* Dataset extract *
• • • • •
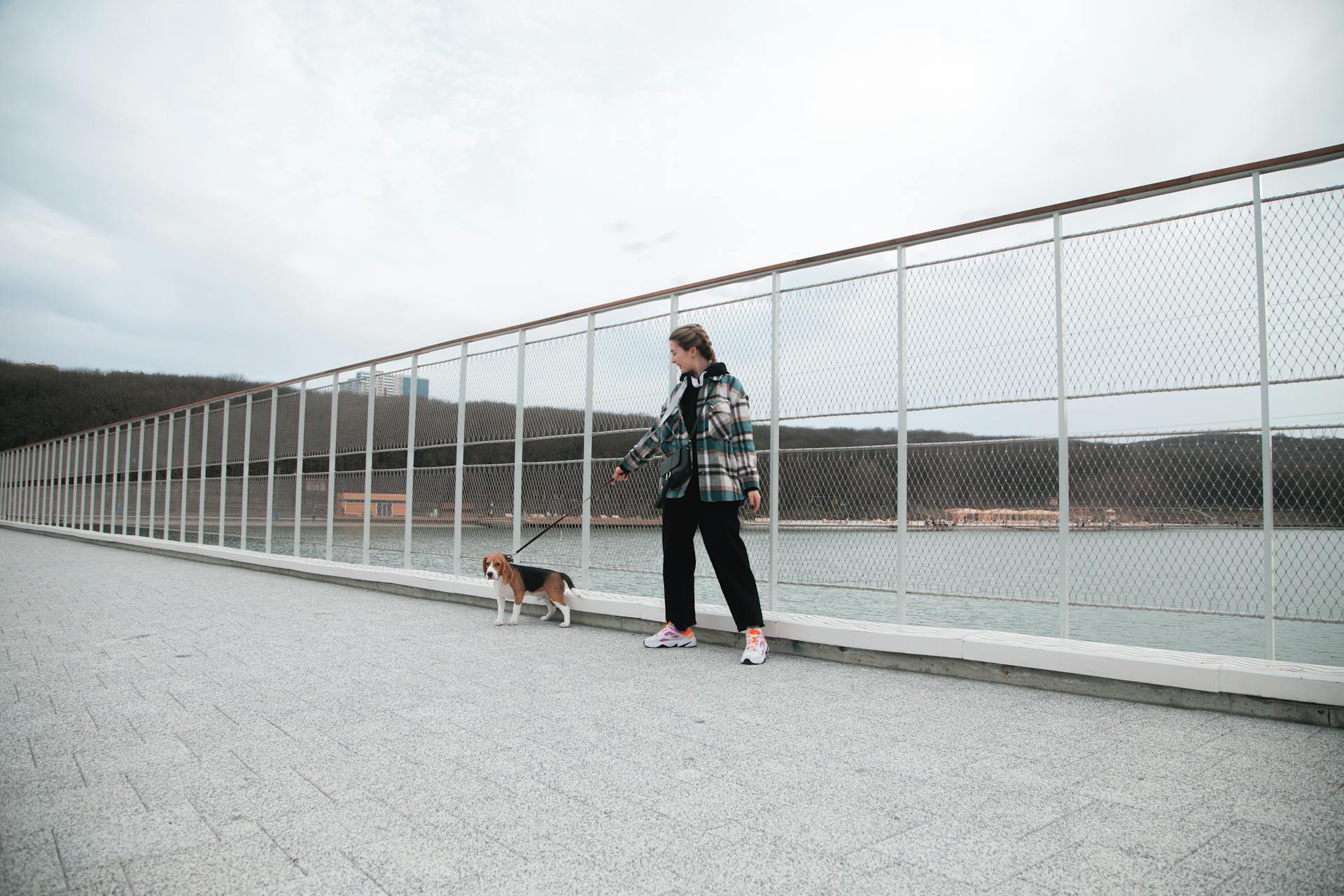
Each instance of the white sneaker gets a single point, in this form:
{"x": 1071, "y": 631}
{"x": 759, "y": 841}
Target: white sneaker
{"x": 755, "y": 654}
{"x": 671, "y": 637}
• • • • •
* Set problem *
Give the rows above again word for word, leaving out the pictures.

* Reply *
Each instance of the white sneaker gets a single point, in this form:
{"x": 1071, "y": 631}
{"x": 759, "y": 841}
Target: white sneaker
{"x": 755, "y": 654}
{"x": 671, "y": 637}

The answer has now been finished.